§ TASK GOAL
Reproduce every one of the following records word for word, with each line left unchanged.

§ PROVIDED INFORMATION
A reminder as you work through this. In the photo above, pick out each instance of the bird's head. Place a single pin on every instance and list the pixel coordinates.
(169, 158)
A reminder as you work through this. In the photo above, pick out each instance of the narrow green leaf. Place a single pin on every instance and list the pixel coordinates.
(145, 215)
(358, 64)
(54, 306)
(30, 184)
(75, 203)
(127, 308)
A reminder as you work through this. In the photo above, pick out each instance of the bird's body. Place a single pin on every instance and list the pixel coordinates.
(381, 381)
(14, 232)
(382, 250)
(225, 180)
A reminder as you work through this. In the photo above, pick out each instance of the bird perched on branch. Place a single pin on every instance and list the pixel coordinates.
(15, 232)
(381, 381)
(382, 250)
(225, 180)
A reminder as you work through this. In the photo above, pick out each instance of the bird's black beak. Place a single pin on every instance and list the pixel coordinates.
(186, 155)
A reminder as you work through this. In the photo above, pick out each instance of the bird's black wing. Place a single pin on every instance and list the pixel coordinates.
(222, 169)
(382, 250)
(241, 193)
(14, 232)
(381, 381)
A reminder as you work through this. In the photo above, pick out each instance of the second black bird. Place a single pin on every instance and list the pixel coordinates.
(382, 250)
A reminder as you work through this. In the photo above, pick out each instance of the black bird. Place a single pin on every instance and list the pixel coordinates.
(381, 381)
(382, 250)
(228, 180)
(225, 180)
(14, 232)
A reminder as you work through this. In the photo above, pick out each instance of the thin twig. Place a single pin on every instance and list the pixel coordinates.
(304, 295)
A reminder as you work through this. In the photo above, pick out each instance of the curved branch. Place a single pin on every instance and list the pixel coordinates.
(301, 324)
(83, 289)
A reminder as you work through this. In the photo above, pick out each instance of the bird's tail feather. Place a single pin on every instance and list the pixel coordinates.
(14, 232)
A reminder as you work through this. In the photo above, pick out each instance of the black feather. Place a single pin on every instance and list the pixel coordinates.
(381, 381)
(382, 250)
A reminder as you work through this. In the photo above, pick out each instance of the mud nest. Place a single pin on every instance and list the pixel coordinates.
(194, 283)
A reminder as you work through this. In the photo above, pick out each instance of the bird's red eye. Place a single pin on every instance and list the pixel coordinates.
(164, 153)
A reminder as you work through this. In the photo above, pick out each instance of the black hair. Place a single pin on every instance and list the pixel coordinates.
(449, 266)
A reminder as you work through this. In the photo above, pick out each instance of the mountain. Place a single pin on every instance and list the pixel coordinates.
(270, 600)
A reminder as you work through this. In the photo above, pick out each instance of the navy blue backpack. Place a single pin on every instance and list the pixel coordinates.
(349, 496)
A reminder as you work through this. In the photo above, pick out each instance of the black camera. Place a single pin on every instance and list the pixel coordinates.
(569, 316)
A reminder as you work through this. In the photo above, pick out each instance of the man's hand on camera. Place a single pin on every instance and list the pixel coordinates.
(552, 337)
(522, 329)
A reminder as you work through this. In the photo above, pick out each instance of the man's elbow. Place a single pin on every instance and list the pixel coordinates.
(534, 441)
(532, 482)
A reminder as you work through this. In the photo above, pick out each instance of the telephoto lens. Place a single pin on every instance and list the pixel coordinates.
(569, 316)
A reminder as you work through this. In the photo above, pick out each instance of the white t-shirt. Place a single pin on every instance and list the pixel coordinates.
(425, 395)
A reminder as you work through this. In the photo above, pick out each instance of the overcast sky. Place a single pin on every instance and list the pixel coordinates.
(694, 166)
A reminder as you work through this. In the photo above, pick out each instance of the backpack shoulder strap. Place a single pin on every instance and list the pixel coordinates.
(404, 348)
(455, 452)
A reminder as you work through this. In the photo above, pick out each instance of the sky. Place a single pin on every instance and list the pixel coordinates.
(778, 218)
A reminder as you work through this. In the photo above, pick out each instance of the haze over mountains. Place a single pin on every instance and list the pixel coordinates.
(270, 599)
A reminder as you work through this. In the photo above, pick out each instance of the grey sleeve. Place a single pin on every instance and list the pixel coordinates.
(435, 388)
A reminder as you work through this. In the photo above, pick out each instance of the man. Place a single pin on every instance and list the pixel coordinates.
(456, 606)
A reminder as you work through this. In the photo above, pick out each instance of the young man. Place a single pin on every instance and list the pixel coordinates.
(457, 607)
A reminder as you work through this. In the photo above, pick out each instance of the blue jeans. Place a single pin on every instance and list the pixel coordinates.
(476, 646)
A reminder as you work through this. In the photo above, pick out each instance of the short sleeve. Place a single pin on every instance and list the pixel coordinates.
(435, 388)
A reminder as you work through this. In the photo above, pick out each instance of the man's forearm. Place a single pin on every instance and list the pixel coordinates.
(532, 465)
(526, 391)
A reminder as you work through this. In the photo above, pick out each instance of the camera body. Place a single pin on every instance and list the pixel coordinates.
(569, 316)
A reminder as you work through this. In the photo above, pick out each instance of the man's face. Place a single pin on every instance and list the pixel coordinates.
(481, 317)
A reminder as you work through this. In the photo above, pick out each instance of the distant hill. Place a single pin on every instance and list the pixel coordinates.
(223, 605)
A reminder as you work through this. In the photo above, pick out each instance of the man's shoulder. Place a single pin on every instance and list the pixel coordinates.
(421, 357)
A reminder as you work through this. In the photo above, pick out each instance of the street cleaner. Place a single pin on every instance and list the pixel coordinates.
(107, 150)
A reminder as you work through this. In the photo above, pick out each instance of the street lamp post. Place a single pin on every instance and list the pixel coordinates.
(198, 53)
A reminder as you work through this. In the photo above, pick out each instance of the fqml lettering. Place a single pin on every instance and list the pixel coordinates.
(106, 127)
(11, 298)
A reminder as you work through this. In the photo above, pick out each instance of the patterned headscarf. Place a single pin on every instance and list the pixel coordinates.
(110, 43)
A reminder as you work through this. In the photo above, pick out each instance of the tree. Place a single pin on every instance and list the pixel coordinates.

§ RESPONSE TO THE EXERCISE
A reminder as you work through this. In the photo above, pick out each instance of the bird's head. Place a single pin on every instance and list the pixel coordinates.
(169, 158)
A reminder as you work through this. In the photo above, pick out each instance of the narrow green leaf. Place a single pin on every instance and list the pixel coordinates.
(145, 215)
(358, 64)
(54, 306)
(30, 184)
(75, 203)
(127, 308)
A reminder as you work through this. In the photo above, pick out each instance of the bird's body. Place a single pin on every instance and list the pixel coordinates.
(381, 381)
(14, 232)
(382, 250)
(225, 180)
A reminder as you work through this. In the photo above, pick out each instance of the bird perched on branch. Place a single pin on every instance and list the pixel coordinates.
(15, 232)
(381, 381)
(382, 250)
(225, 180)
A reminder as you work through this. In the photo above, pick out each instance of the bird's black beak. Place a single pin on every instance and list the pixel coordinates.
(186, 155)
A reminder as you work through this. In the photo above, pick out each instance of the bird's black wing. Place a single pin on every instance and list the pixel coordinates.
(222, 169)
(382, 250)
(241, 193)
(14, 232)
(381, 381)
A reminder as you work through this. In the photo above, pick out each instance of the second black bird. Place a single pin on every instance and list the pixel coordinates.
(382, 250)
A reminder as you work through this. In the photo above, pick out each instance of the black bird. Place a single pin on every instance and list the pixel coordinates.
(381, 381)
(382, 250)
(228, 180)
(225, 180)
(14, 232)
A reminder as you work through this. In the photo above, pick out each instance of the thin twig. Place a single pin on every instance and list the pixel coordinates.
(304, 295)
A reminder as you work through this. In the photo above, pick out each instance of the curved branch. Place a single pin on every instance and list the pixel coordinates.
(301, 324)
(83, 289)
A reminder as you work through this. In the photo above, pick out each instance of the bird's tail feather. Place a single pin on every instance and list the pixel coordinates.
(14, 232)
A reminder as you work through this. In the photo above, pick out each instance of the black feather. Place a single pin on every instance and list the pixel coordinates.
(381, 381)
(382, 250)
A reminder as you work through this. In the photo above, pick out each instance of the mud nest. Place a single pin on every instance and list the pixel coordinates.
(194, 283)
A reminder as you work through this. In the photo above, pick out each instance of the bird's red eye. Place a single pin on every instance and list the pixel coordinates.
(164, 153)
A reminder as you work through this. In the photo above, pick out each instance of the black hair. Place a single pin on every instance and list the pixel coordinates.
(449, 266)
A reminder as you work through this. In the photo above, pick out each instance of the mountain. Place a single pin on every instance and list the pixel coordinates.
(270, 600)
A reminder as you work through this. In the photo above, pick out each instance of the navy blue backpack. Place a single pin on every instance and list the pixel coordinates.
(349, 496)
A reminder as you work through this. In the photo above, pick out each instance of the black camera. Place a single pin on every instance and list the pixel coordinates.
(569, 316)
A reminder as you work through this. In the photo above, pick out each instance of the man's hand on camera. Place a single pin on every instance and list the pixel coordinates.
(552, 337)
(522, 329)
A reminder as you work through this. In the photo above, pick out each instance of the man's elbow. Place a single pin on every instance and list the pixel coordinates.
(534, 441)
(532, 482)
A reminder as you work through this. In the photo above, pick out each instance of the telephoto lens. Place a single pin on every instance and list the pixel coordinates.
(569, 316)
A reminder as you work through this. In the photo above, pick out each instance of the white t-shirt. Place a single pin on every instance and list the pixel coordinates.
(425, 395)
A reminder as you work through this. In the photo above, pick out each instance of the overcast sky. Place a single pin on every instance and list the pixel coordinates.
(694, 166)
A reminder as you work through this. In the photo above, pick out each instance of the backpack shoulder strap. Place a single pin on every instance and list the pixel coordinates.
(404, 348)
(455, 452)
A reminder as you work through this. In the photo above, pick out each instance of the sky. Place a single pin on every instance and list the pixel coordinates.
(778, 218)
A reminder as you work through this. In the photo above, pick out each instance of the haze over mountains. Place a single pin on every instance and list the pixel coordinates.
(270, 599)
A reminder as you work through this. In the photo above, pick out each instance of the grey sleeve. Place a single pin on every instance and list the pixel coordinates.
(435, 388)
A reminder as you work through this. In the photo above, pick out each instance of the man. Place a single pin on every instance and list the pixel coordinates.
(456, 606)
A reminder as you work through this. In the photo above, pick out each instance of the young man. Place a single pin on every instance and list the pixel coordinates.
(457, 607)
A reminder as you work through this. In the photo above, pick out each instance of the blue jeans. Place a single pin on every instance and list the pixel coordinates.
(476, 646)
A reminder as you work through this. In the photo above, pick out each instance of the short sleeve. Place a single pin on every instance and list the pixel coordinates.
(435, 388)
A reminder as you work through this. In the photo above, pick out each instance of the man's forearm. Place a single pin on every instance and list the pixel coordinates.
(532, 465)
(526, 391)
A reminder as you work through this. In the photo above, pick out each instance of the camera body. Place a single pin on every instance and list the pixel coordinates.
(569, 316)
A reminder as you work through this. In the photo above, pick out each instance of the man's face. Place a single pin on every instance and list the pixel coordinates.
(481, 317)
A reminder as you work through this. In the photo above, pick out each instance of the distant hill. Place a single pin on every instance and list the pixel coordinates.
(223, 605)
A reminder as you work through this. In the photo above, pick out each instance of the man's shoulder. Place a single pin on every instance and list the pixel coordinates.
(421, 357)
A reminder as you work through this. In the photo above, pick out each instance of the street cleaner. Place a single pin on every instance and list the pixel coordinates.
(107, 150)
A reminder as you work through this. In the photo above, pick out each instance of the street lamp post. Place a single pin on every instance and list the pixel coordinates.
(198, 53)
A reminder as you work through this. In the photo above, pick out each instance of the fqml lettering. Place a single pin on every instance and list the pixel coordinates.
(106, 127)
(11, 298)
A reminder as you work through this. In the photo above, pick out each instance of the patterned headscarf. Place a single pin on every instance and list the pixel coordinates.
(110, 43)
A reminder as you work through this. In the photo above, pick out each instance of the tree. Place a single pin on every instance and list the pixel coordinates.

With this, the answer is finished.